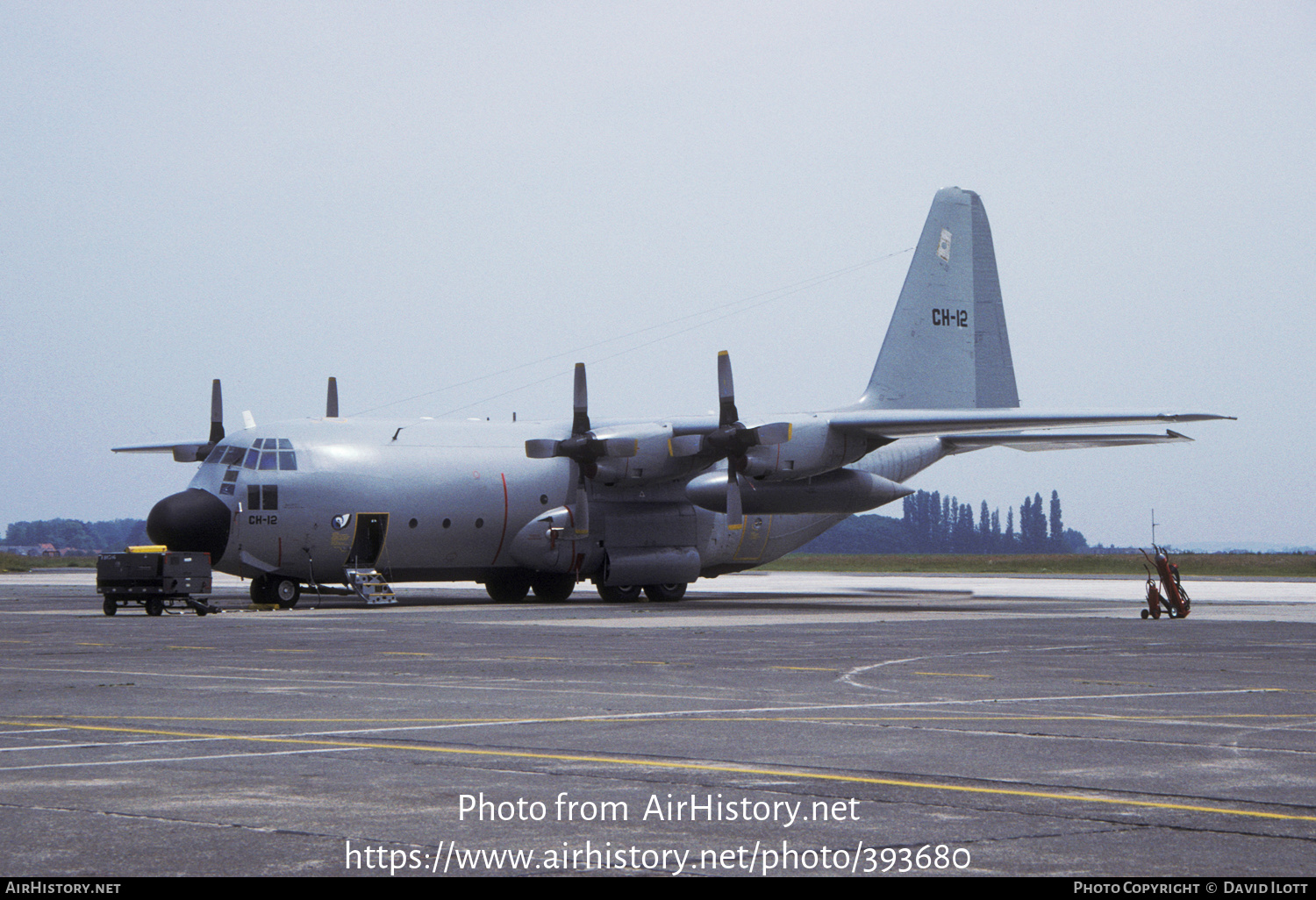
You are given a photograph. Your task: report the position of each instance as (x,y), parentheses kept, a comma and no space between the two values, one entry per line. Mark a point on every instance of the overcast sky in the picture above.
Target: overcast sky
(410,196)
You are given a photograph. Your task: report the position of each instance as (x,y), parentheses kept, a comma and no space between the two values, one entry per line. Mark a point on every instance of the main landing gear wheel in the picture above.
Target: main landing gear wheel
(507,589)
(620,592)
(261,591)
(553,587)
(286,592)
(666,592)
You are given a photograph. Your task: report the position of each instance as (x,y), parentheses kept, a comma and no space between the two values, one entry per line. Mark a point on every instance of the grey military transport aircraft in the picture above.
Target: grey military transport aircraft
(631,505)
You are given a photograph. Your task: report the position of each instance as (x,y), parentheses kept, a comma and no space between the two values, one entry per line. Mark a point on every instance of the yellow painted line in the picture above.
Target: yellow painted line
(703,768)
(679,716)
(294,720)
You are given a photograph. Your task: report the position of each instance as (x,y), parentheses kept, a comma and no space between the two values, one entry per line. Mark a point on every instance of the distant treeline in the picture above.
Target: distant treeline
(936,524)
(82,536)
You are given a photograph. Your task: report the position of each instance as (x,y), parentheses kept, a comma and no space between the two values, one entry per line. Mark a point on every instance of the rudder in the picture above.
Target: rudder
(947,346)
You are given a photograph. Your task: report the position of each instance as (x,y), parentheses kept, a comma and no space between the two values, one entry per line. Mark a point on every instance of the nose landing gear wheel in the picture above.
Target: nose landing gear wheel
(553,587)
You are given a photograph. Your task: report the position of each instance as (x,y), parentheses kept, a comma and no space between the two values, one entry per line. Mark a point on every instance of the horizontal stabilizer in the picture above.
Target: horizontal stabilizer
(965,442)
(910,423)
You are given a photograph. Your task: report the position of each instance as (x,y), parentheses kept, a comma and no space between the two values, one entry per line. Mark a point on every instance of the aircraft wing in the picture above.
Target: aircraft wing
(182,452)
(937,423)
(965,442)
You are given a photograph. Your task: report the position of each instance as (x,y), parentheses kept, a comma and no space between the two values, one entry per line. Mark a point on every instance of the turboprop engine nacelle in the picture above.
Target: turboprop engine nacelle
(840,491)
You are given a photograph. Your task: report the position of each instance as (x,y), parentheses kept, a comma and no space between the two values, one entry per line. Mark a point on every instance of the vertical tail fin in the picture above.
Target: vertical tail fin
(947,346)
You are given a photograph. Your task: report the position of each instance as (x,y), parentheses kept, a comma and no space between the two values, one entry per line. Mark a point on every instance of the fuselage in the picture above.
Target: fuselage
(442,500)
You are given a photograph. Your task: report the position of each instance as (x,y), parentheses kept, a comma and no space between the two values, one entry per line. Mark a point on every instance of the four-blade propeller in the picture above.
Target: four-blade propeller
(584,449)
(732,439)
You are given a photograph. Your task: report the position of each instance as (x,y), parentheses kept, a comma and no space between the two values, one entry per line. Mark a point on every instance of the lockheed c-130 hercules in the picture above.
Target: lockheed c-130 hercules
(632,505)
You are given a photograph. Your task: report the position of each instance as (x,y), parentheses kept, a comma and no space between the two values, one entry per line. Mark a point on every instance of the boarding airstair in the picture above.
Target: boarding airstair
(370,586)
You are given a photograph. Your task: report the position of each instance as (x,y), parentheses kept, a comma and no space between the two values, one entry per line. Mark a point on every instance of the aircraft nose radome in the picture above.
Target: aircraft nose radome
(191,520)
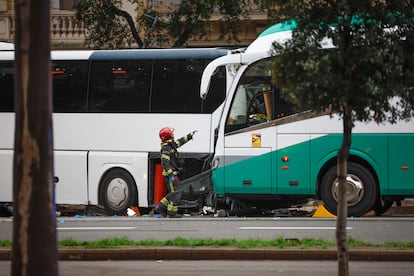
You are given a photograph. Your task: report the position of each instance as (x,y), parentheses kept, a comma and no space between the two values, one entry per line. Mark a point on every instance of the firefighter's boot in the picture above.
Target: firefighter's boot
(161,209)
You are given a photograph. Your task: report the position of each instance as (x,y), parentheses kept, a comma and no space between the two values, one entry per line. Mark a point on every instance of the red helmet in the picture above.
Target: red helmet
(166,133)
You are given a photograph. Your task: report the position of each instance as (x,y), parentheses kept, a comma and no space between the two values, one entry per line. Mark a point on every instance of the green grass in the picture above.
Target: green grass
(279,242)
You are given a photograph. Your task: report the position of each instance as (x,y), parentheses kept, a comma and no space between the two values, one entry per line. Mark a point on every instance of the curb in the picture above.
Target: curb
(208,253)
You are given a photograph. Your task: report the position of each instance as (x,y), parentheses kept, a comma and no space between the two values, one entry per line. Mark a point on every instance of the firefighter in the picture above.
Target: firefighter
(168,206)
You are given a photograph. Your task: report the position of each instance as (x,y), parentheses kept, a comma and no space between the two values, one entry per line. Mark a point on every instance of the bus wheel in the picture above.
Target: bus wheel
(117,192)
(361,190)
(383,206)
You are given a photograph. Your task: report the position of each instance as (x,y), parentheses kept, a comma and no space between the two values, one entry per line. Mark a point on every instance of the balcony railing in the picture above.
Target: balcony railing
(68,33)
(65,30)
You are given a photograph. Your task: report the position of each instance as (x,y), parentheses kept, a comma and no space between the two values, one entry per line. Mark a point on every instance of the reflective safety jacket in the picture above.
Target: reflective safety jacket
(170,157)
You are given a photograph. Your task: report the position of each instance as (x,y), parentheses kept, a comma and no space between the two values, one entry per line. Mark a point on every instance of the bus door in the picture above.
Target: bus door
(247,143)
(247,164)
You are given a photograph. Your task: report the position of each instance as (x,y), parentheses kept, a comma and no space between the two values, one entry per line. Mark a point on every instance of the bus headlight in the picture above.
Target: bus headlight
(215,163)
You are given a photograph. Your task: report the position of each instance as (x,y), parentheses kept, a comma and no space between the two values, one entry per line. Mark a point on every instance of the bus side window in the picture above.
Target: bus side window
(176,86)
(120,86)
(69,80)
(6,87)
(217,91)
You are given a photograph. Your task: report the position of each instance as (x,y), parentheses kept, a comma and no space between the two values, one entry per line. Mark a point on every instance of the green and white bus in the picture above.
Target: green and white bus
(268,156)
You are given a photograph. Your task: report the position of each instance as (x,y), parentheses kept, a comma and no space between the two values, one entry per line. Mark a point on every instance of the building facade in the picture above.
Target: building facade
(68,33)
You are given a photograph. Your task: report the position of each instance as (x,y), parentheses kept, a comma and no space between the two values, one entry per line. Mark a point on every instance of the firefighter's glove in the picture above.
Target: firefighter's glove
(191,134)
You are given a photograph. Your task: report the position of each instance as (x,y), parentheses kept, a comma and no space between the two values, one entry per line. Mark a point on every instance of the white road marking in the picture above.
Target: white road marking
(96,228)
(289,228)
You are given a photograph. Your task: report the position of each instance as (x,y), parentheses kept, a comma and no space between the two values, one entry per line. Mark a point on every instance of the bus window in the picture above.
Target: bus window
(176,86)
(69,85)
(256,101)
(216,92)
(120,86)
(7,87)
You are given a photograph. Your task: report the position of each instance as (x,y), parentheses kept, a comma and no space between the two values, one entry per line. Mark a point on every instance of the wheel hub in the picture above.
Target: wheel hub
(117,192)
(354,190)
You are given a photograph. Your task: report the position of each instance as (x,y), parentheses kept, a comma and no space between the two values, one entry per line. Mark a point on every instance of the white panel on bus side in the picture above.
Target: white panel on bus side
(136,163)
(71,169)
(6,173)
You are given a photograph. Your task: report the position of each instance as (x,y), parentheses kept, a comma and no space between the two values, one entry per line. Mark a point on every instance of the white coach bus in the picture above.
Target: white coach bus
(108,107)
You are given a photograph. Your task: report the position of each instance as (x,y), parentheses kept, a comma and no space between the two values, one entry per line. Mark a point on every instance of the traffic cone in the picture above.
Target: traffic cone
(321,212)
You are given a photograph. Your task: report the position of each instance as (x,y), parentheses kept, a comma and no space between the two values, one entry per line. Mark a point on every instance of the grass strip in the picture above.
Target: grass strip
(278,242)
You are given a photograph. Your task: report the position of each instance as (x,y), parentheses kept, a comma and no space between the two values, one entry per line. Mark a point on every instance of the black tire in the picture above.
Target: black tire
(118,192)
(362,191)
(383,206)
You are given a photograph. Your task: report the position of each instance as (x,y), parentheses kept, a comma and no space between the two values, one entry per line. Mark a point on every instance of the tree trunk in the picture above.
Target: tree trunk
(34,227)
(342,211)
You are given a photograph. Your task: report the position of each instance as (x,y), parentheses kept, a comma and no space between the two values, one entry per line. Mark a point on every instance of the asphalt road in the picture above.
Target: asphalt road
(373,230)
(218,268)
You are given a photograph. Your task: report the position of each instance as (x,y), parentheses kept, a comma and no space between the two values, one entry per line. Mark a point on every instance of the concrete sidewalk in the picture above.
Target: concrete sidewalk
(225,253)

The problem:
Look above for the line containing "coach bus in the picture above.", then transcribe it and all lines after it through the last, exactly and with nothing else.

Solution for this exercise:
You are given a photograph. Your task: report the position of each instance as (x,y), parentheses kept, a comma and no space between the two values, one entry per line. Mark a point on every instance of the white coach bus in the picture above.
Target: white coach bus
(108,107)
You are given a photograph. Your task: report the position of each instance as (x,y), parentheses kept, a comma and no space between the two values, one entry per line. Mark a point on every instance of the traffic cone in the picture above.
Target: traffic cone
(321,212)
You are given a photograph. Your task: report the position of each instance as (x,y), parentheses kept, a comma and no space between the two values, one entry per line. Mark a point on every instance of the grass strip in the picture above.
Target: grass strip
(278,242)
You are given a photograph. Your task: report the position of each instance as (x,y), parentheses kept, a comma and no space between the two values, one entry per line. Mark a point on every instance of the black tire in the picture above.
Target: black tire
(118,192)
(362,191)
(383,206)
You are given a photograph. Your task: report the position of each instance as (x,y), parentheses kept, a comma and no space between the two values, one entry per line. Mark a point on every instance of the tree trunk in the picture above.
Target: tree trunk
(34,227)
(342,211)
You are given a photograph. Your task: report the position of each instance as (x,y), parentheses kept, a comma and no space between the two values, one entry per line. Mark a point on every instance of the asphalt road in the picture above.
Target: asphalt road
(373,230)
(218,268)
You are given a photograph. Your task: report the position of each instance as (x,y), parentheses kept, a comma and no space between the two values, one entry per line. Mark a point on every instance of the concrete sidewalk in the picture above.
Target: concrete sidewalk
(225,253)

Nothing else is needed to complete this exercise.